◆ Extracted text
::::::::

This CATF World Premiere is sponsored by Lynn and Dolores Shirley & Mina Goodrich and Lawrence Dean. This comedy charts the misadventures of a renowned but currently jobless professor of linguistics picks up an unusual job, as he agrees to serve as a live-in “marriage counselor” for a troubled couple. His hard-headed, Donald Trump-esque employer has concocted a scripted procedure for salvaging troubled marriages. It’s the professor’s job to go through the procedure with the couple to provide proof-of-concept. Problem is, our professor has never been married himself, and the wife reminds him of the girl that got away.
“Everything You Touch” by Sheila Callaghan.
Sponsored by Patricia Rissler and James Rogers, this dark, time traveling problem comedy this drama follows the hyperactive career of a 1970s fashion designer who cavalierly runs through a series of “muses” as he tries to blend the art of clothing design with the art of actually making a profit. His muses, unfortunately, have a tendency to end up as collateral damage.

::::::::

◆ Available data

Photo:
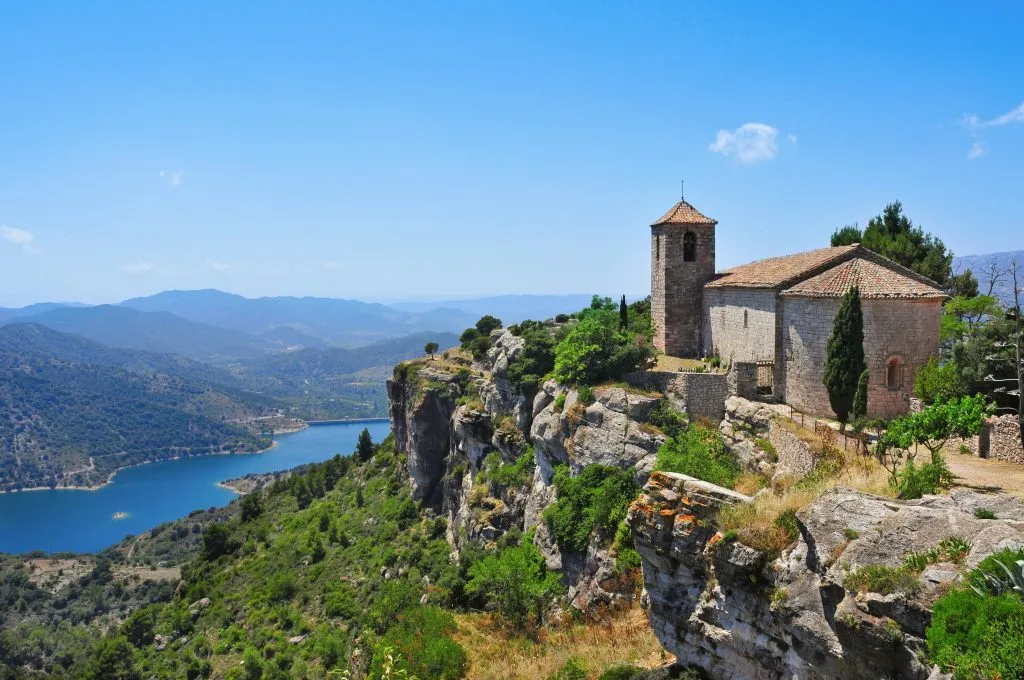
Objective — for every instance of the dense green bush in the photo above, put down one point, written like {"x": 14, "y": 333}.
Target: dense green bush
{"x": 507, "y": 475}
{"x": 596, "y": 349}
{"x": 515, "y": 582}
{"x": 978, "y": 637}
{"x": 914, "y": 480}
{"x": 595, "y": 500}
{"x": 698, "y": 452}
{"x": 571, "y": 670}
{"x": 936, "y": 382}
{"x": 536, "y": 359}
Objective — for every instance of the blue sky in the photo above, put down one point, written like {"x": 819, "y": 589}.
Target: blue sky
{"x": 384, "y": 151}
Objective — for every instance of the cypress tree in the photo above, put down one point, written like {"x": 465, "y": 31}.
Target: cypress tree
{"x": 845, "y": 356}
{"x": 860, "y": 398}
{"x": 365, "y": 448}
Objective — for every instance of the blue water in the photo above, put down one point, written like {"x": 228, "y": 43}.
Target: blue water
{"x": 82, "y": 520}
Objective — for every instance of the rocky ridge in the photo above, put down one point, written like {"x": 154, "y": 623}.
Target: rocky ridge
{"x": 738, "y": 612}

::::::::

◆ Directions
Please answer these from the play descriptions:
(a) What subject is the jobless professor a professor of?
(b) Who wrote "Everything You Touch"?
(c) In what decade did the fashion designer work?

◆ Result
(a) Linguistics
(b) Sheila Callaghan
(c) The 1970s